(Collected data)
+ + + + +

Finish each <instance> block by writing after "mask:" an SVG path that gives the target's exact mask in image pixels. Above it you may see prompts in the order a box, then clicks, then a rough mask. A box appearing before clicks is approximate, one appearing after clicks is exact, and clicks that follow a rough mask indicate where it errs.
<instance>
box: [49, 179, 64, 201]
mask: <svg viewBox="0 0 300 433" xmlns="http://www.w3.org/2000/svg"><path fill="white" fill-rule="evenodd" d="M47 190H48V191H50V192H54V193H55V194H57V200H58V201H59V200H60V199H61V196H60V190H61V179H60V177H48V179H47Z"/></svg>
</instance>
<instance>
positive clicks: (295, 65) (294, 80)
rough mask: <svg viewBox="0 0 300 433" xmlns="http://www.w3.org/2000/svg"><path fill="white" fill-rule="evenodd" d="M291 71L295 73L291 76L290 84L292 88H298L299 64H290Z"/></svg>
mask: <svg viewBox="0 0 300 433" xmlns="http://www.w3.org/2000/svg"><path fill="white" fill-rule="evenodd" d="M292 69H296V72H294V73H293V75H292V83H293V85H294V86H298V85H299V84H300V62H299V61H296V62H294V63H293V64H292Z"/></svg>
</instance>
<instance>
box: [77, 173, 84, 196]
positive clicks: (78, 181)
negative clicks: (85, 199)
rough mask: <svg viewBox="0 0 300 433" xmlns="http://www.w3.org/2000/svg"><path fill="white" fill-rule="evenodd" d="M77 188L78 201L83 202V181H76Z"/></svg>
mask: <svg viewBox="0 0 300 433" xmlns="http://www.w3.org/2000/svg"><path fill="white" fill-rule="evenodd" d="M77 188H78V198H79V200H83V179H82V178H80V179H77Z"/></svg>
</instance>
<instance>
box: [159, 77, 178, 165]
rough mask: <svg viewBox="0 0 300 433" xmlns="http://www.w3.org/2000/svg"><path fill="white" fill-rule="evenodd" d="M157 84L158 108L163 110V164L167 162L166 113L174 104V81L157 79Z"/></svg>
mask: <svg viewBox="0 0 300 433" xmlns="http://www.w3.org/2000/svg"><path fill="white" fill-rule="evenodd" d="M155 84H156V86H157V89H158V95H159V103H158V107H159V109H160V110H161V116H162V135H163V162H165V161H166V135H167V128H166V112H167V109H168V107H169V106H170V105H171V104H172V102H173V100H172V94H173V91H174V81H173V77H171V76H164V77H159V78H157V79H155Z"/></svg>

+ + + + +

:: PROMPT ::
Reproduce all the entries above. Match them exactly.

:: THE COMPLETED TASK ::
Finish each <instance> block by writing after "mask:" an SVG path that gives the target's exact mask in image pixels. Above it you may see prompts in the order a box, then clicks, then a rough mask. A box appearing before clicks is approximate, one appearing after clicks is exact, and clicks that follow a rough mask indicate where it errs.
<instance>
box: [49, 179, 64, 201]
mask: <svg viewBox="0 0 300 433" xmlns="http://www.w3.org/2000/svg"><path fill="white" fill-rule="evenodd" d="M47 190H48V191H50V192H54V193H55V194H57V200H58V201H59V200H60V199H61V196H60V190H61V179H60V177H48V179H47Z"/></svg>
</instance>
<instance>
positive clicks: (295, 65) (294, 80)
rough mask: <svg viewBox="0 0 300 433" xmlns="http://www.w3.org/2000/svg"><path fill="white" fill-rule="evenodd" d="M291 71L295 73L291 76L290 84L292 88H298L299 64H290Z"/></svg>
mask: <svg viewBox="0 0 300 433" xmlns="http://www.w3.org/2000/svg"><path fill="white" fill-rule="evenodd" d="M292 69H296V72H294V73H293V75H292V83H293V85H294V86H298V85H299V84H300V62H299V61H296V62H294V63H293V64H292Z"/></svg>
</instance>
<instance>
box: [77, 173, 84, 196]
positive clicks: (78, 181)
negative clicks: (85, 199)
rough mask: <svg viewBox="0 0 300 433" xmlns="http://www.w3.org/2000/svg"><path fill="white" fill-rule="evenodd" d="M77 188L78 201L83 202V181H76Z"/></svg>
mask: <svg viewBox="0 0 300 433" xmlns="http://www.w3.org/2000/svg"><path fill="white" fill-rule="evenodd" d="M77 188H78V198H79V200H83V179H82V178H80V179H77Z"/></svg>
</instance>
<instance>
box: [159, 77, 178, 165]
rough mask: <svg viewBox="0 0 300 433" xmlns="http://www.w3.org/2000/svg"><path fill="white" fill-rule="evenodd" d="M157 84L158 108L163 110V164L167 162L166 113L174 104V81L157 79Z"/></svg>
mask: <svg viewBox="0 0 300 433" xmlns="http://www.w3.org/2000/svg"><path fill="white" fill-rule="evenodd" d="M155 84H156V86H157V89H158V95H159V103H158V107H159V109H160V110H161V116H162V135H163V162H165V161H166V135H167V128H166V112H167V109H168V107H169V106H170V105H171V104H172V102H173V100H172V94H173V91H174V81H173V77H171V76H164V77H159V78H157V79H155Z"/></svg>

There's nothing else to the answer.